* [What to produce] Copy whichever lines of the data hold the word "pink".

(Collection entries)
Start of Block

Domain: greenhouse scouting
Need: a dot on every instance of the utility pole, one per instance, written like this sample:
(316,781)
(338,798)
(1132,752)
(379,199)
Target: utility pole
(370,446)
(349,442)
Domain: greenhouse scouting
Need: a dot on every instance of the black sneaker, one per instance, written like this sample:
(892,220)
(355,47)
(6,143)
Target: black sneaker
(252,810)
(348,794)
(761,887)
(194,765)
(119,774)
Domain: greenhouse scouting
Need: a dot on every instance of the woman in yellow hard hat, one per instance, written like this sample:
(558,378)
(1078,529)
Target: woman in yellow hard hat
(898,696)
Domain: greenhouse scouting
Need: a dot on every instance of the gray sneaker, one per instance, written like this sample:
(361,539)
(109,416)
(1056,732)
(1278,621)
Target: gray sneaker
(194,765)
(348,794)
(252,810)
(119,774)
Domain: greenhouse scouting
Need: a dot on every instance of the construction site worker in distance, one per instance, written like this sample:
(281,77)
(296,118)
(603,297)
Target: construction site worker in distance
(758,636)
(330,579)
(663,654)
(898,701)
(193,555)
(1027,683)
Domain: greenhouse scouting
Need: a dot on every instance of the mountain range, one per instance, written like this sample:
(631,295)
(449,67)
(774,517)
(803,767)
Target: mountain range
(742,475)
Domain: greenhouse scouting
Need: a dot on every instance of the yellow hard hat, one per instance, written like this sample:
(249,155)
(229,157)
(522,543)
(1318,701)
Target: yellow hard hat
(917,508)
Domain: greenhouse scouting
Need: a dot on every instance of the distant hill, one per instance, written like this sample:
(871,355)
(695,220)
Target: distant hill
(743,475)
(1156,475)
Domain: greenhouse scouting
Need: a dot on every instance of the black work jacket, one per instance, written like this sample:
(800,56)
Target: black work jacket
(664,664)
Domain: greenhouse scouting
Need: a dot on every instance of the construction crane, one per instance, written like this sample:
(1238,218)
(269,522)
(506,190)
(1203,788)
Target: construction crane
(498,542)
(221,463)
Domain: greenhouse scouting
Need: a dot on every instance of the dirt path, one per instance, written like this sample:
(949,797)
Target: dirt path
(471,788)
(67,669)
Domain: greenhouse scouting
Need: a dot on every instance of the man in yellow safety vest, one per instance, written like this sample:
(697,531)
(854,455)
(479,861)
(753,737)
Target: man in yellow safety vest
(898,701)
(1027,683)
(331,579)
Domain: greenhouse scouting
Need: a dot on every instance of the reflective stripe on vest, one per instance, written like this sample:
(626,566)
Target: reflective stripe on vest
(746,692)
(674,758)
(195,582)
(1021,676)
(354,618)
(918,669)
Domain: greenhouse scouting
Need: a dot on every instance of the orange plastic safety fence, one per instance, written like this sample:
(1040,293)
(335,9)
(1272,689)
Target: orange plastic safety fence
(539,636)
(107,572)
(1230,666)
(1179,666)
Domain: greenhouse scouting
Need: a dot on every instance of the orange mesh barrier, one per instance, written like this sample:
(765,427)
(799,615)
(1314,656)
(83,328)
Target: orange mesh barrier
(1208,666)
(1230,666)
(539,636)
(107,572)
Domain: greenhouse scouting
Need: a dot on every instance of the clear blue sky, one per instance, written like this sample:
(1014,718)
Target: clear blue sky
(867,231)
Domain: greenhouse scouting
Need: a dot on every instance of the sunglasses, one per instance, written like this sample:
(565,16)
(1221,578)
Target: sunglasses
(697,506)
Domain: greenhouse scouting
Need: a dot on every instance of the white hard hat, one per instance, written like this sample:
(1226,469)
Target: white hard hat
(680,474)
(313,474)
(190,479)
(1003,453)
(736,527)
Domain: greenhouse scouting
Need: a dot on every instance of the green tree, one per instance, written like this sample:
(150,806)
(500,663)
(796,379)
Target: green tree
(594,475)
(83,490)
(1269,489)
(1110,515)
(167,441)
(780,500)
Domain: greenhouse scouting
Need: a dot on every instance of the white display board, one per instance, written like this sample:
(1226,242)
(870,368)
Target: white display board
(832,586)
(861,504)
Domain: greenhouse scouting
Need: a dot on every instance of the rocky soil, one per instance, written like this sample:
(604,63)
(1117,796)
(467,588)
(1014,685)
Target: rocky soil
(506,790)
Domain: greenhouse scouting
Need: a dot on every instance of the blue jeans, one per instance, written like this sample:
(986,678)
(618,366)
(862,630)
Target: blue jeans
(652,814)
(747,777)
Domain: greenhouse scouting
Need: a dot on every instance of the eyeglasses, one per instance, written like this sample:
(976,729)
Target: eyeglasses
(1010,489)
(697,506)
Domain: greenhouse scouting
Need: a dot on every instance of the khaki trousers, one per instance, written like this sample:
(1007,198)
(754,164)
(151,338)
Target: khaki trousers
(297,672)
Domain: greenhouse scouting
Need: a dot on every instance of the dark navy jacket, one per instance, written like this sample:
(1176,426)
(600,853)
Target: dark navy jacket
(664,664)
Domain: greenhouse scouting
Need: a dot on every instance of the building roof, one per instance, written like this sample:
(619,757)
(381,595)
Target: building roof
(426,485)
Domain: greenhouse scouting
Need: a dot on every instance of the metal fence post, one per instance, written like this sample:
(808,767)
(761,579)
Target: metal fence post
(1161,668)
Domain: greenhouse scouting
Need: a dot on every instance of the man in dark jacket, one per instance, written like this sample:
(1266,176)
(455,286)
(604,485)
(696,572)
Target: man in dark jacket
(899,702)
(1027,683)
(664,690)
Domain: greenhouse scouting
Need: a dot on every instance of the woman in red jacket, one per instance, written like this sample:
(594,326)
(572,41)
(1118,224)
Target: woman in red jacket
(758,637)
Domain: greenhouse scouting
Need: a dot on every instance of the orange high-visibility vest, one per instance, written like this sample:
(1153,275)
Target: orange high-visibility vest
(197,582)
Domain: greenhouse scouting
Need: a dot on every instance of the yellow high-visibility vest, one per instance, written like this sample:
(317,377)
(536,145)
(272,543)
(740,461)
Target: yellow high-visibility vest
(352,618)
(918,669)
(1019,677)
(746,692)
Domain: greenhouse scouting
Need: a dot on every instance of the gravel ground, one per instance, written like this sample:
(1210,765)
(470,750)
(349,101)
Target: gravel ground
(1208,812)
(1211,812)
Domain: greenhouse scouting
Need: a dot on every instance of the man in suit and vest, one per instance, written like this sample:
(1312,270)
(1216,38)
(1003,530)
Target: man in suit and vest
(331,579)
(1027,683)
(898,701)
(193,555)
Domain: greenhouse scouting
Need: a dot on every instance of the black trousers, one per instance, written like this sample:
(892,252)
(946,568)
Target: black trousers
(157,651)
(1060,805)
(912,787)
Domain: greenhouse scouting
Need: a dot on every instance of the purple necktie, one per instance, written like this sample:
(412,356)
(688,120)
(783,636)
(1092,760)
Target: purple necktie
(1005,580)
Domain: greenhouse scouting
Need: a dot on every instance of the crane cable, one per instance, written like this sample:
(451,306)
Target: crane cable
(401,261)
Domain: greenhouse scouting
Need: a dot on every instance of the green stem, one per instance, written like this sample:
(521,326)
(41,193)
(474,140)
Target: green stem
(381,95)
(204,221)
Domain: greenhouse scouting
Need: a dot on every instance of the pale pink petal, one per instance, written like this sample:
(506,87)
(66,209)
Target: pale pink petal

End of Block

* [Task solution]
Need: a dot on every instance of the pale pink petal, one per instance, written like this sample:
Target: pale pink petal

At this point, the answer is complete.